--- Task instructions ---
How many of the lines below contain the word "vegetation"? Reply with the number alone.

>> BEGIN Material shown

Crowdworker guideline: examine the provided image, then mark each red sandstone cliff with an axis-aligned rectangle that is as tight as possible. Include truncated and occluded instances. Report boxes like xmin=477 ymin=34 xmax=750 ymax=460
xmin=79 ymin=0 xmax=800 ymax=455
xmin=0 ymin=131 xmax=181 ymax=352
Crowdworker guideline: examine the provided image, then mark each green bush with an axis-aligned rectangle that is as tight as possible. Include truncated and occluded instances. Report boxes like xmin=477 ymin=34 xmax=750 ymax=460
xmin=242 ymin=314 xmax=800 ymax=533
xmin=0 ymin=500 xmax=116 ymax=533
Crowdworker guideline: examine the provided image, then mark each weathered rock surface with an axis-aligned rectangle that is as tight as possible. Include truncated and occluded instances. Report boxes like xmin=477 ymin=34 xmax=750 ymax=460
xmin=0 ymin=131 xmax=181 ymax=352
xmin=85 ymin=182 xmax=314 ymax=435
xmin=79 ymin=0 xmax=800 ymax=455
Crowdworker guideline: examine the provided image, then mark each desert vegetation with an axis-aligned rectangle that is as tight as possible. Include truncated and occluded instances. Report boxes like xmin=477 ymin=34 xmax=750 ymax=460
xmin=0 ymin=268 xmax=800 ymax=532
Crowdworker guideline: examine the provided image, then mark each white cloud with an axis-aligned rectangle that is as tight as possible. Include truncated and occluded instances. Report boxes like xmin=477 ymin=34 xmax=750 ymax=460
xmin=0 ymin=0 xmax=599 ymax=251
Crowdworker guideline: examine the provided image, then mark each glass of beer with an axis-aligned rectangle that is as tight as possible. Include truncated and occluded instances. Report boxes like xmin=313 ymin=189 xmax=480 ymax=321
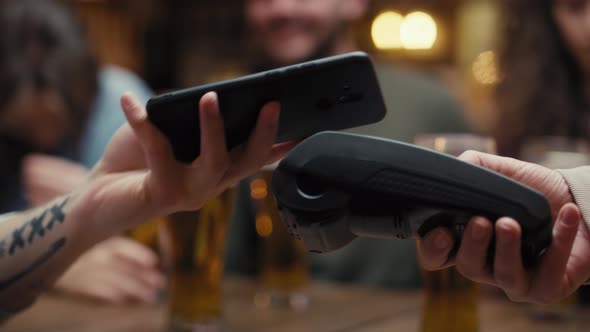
xmin=519 ymin=136 xmax=590 ymax=321
xmin=250 ymin=166 xmax=309 ymax=310
xmin=159 ymin=188 xmax=236 ymax=332
xmin=415 ymin=134 xmax=496 ymax=332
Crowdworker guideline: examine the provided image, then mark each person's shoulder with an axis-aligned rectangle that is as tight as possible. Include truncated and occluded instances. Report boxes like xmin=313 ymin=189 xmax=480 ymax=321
xmin=375 ymin=62 xmax=458 ymax=99
xmin=98 ymin=65 xmax=152 ymax=102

>> END Material shown

--- Response for this exercise ---
1